**Data section:**
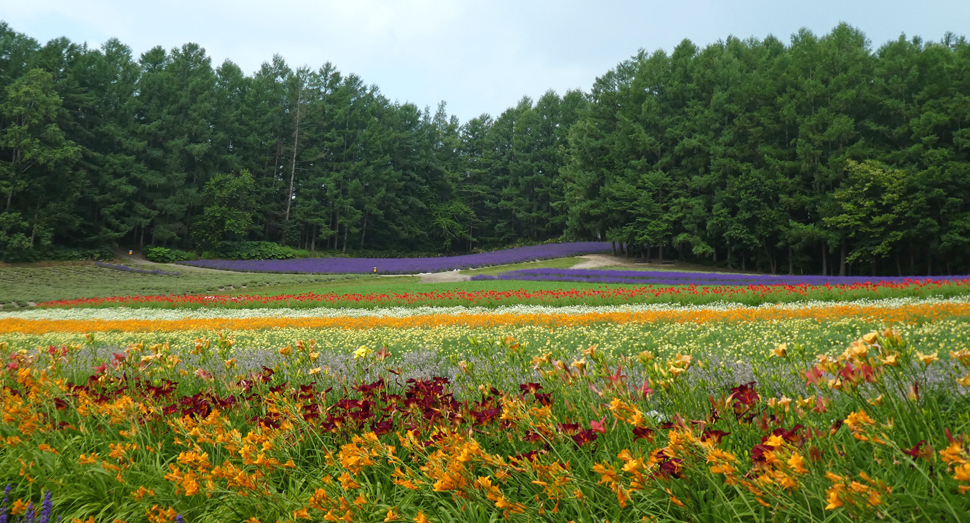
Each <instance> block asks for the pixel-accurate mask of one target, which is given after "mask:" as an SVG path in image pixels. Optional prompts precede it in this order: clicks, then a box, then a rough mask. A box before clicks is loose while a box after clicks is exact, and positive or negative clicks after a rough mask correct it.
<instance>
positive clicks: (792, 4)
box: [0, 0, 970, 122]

==

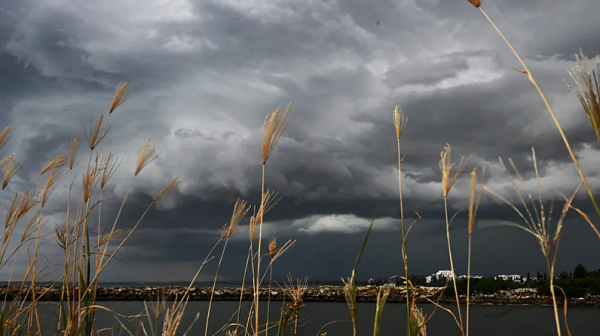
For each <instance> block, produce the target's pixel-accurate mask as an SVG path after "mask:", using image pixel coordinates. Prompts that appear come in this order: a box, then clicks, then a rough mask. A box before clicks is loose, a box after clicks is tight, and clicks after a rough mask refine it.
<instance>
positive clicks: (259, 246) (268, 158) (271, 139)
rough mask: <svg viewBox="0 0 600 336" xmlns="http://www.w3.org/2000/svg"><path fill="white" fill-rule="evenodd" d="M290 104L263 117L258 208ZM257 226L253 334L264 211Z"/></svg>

**Task description:** Would you output, from the records above, exactly the run of lines that starts at the line containing "Each <instance> block asks" and ends at the line containing "box: [0, 0, 970, 122]", and only that run?

**Task solution:**
Each <instance> block asks for the pixel-accurate mask of one target, which is given after "mask:" as an SVG path in image pixels. Optional prompts precede it in this order: clicks, then a box, then a rough mask. A box before clicks is loose while a box after clicks is exact, and positive or negative clicks after a rough mask correct it.
<instance>
positive clicks: (792, 4)
box: [0, 0, 970, 122]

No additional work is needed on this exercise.